**SELECTED EXTRACT**
○ ○ ○ ○ ○ ○ ○

Built for strategy, not hero-ball
Opened in 2000 and designed by Brian Curley and Lee Schmidt, Siena is often described as scenic first, but that undersells the routing. The design asks for controlled trajectory and disciplined positioning across all 18 holes. According to the club’s official course materials and scorecard pages, the layout combines a championship-length backbone with multiple tee options, which is exactly why mixed-ability groups tend to play well here without feeling like they are on different golf courses.
Where many desert courses in the valley reward length above all else, Siena is more nuanced. Landing zones are visible but not always generous. Angles into greens matter, especially when pins are tucked behind shaping bunkers or near water edges. Shot values are clear, but they are rarely simple. If you like the feeling of solving holes rather than overpowering them, Siena tends to age very well in your memory.
Source references: Siena Golf Club official site, official scorecard, and broader destination context from LVCVA.
Four holes that define the round
Hole 5, Par 3, 159 yards (Gold): This is the postcard and the gut-check. Water wraps the target on three sides, the putting surface has contour, and any indecision on the tee is punished. In still air it looks inviting. In wind, it is exacting.
Hole 9, Par 4, 420 yards (Gold): A demanding front-nine closer with water tracking the left edge toward the green and deep bunkering to the right. The hole asks you to commit to a shape off the tee, then control spin and launch into the approach. It is the kind of par 4 where bogey feels like a small mistake and par feels earned.
Hole 13, Par 4, 414 yards (Gold): A tactical mid-round pivot point. The preferred line favors a shaped tee shot and rewards placement over distance, with bunkers reachable enough to influence club selection. It is a classic strategy hole disguised as a straightforward number.
Hole 18, Par 4, 400 yards (Gold): The closer is pure decision architecture. Position left off the tee and the green opens. Drift right and the lake tight to the putting surface narrows the margin instantly. It is a strong finishing question for matches, member games, and corporate rounds alike.
Siena’s luxury is not softness. It is clarity, beauty, and the quiet pressure of making the right shot repeatedly.

○ ○ ○ ○ ○ ○ ○

**DATA PROVIDED**

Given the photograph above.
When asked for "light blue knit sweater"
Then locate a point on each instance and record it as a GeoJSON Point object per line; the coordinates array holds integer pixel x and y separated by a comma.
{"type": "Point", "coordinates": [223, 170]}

○ ○ ○ ○ ○ ○ ○

Condense the paragraph in the Siena course text that begins "Opened in 2000" into a bulleted list of its main facts.

- Opened in 2000 and designed by Brian Curley and Lee Schmidt.
- Often described as scenic first, which undersells the routing.
- Asks for controlled trajectory and disciplined positioning on all 18 holes.
- According to the club's official course materials and scorecard pages, combines a championship-length backbone with multiple tee options.
- As a result, mixed-ability groups tend to play well without feeling they are on different courses.